# DOCUMENT EXTRACT:
Subject Re: Handling large imports while system is in production
Author rudibrazil78
--- In firebird-support@yahoogroups.com, "karolbieniaszewski" wrote:
>
>
>
> --- In firebird-support@yahoogroups.com, "un_spoken" wrote:
> >
> >
> >
> > --- In firebird-support@yahoogroups.com, "rudibrazil78" wrote:
> > >
> > > Hi all
> > >
> > > We've been having to deal with a bad situation for quite a few years now - how to handle large imports without taking the server down (in fact that data is meant to be acessible as soon as its ready in production).
> >
> > We have the same problem. We are importing daily like 1000000 rows. There are 100000 new rows each day and the rest are the rows which are updating the ones which are already in the database. Import takes about an hour for 100k rows. During the import many things can go wrong..
> >
> > I would like to hear your strategies for this sort of problem:)
> >
>
>
> Hi,
>
> i import 300 000 000 rows each day into my db by merge statement
> and i use for import external tables.
>
> Whole import took 2 hours - and performance degradation is acceptable.
> With 1000000 rows and external table you can finish in few minutes e.g. 3 minutes. External table is solution for all imports.
>
> regards,
> Karol Bieniaszewski
>

Karol, quick question about importing from external tables (if you are able to answer).

The application Im working this issue on is run by the end client alone, it would be impossible for us to manually help them out moving files or validating data.

# EXERCISE REQUIREMENTS:
Give every distinct forum username that appears in the thread on handling large imports.

# Entries from a dataset:
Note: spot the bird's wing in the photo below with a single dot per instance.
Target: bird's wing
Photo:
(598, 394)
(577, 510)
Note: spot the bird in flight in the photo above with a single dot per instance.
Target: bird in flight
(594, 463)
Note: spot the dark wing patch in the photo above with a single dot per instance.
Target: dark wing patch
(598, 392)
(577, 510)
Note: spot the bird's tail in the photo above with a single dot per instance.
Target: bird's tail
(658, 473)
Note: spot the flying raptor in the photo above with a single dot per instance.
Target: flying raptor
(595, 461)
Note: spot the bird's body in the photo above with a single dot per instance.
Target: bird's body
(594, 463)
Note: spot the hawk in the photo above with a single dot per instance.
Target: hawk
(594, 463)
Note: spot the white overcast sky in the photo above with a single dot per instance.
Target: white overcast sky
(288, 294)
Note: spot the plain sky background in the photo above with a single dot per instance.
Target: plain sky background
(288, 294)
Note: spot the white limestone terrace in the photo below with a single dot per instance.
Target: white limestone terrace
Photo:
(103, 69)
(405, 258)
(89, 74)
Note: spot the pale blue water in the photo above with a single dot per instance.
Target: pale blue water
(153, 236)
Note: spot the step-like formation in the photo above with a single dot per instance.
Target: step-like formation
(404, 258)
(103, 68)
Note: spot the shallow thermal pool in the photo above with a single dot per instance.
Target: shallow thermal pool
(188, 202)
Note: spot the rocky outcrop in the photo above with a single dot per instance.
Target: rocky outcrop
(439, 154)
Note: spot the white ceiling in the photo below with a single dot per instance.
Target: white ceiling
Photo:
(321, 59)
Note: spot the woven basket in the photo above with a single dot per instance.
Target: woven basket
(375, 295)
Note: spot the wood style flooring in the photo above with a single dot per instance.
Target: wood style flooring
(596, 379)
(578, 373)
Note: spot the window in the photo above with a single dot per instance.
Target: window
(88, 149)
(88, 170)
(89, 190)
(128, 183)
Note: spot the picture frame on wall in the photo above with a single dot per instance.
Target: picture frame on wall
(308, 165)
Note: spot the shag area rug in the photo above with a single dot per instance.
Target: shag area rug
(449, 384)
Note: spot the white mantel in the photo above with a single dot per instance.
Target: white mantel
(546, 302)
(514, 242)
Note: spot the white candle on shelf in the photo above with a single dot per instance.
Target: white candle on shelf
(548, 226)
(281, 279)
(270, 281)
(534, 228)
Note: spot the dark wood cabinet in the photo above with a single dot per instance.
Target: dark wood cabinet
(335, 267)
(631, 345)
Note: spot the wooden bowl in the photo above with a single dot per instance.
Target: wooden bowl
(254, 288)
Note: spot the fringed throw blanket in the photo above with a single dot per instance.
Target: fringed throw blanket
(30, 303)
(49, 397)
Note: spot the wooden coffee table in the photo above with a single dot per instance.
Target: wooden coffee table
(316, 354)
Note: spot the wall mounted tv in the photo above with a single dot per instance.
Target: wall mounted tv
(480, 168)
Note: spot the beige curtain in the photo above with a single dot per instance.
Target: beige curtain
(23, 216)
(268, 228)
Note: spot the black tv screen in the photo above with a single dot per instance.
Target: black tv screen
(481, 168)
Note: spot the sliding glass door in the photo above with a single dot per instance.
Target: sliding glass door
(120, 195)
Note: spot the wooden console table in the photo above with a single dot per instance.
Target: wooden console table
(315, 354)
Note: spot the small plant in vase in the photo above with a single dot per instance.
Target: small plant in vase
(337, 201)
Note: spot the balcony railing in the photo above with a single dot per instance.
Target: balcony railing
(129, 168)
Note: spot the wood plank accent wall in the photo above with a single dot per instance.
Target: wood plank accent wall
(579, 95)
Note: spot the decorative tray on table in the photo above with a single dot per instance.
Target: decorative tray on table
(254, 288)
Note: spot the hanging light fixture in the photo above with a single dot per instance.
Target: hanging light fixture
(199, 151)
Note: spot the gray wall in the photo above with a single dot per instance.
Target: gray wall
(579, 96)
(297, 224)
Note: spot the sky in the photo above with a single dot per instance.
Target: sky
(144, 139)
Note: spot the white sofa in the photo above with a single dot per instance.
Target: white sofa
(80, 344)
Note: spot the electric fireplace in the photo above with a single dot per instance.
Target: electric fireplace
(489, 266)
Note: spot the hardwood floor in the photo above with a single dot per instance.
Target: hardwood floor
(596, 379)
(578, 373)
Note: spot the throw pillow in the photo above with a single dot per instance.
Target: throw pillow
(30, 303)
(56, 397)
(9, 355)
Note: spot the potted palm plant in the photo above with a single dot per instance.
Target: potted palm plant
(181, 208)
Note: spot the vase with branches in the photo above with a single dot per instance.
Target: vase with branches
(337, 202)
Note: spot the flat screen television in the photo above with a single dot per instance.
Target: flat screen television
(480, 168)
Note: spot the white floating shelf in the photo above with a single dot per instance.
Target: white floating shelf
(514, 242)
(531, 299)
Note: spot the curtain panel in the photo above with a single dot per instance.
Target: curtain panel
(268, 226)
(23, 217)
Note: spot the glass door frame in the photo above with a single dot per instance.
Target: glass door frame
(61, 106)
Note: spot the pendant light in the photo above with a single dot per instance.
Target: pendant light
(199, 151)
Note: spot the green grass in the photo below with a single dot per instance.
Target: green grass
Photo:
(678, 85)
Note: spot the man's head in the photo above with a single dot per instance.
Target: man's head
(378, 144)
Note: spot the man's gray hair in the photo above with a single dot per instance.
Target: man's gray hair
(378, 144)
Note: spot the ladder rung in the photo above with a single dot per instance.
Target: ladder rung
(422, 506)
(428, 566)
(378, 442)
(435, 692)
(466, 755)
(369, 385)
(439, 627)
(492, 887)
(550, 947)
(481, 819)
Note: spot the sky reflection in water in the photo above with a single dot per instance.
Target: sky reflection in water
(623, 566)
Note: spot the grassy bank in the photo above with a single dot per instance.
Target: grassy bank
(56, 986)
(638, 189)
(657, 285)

# SOLUTION FOR THIS TASK:
rudibrazil78, karolbieniaszewski, un_spoken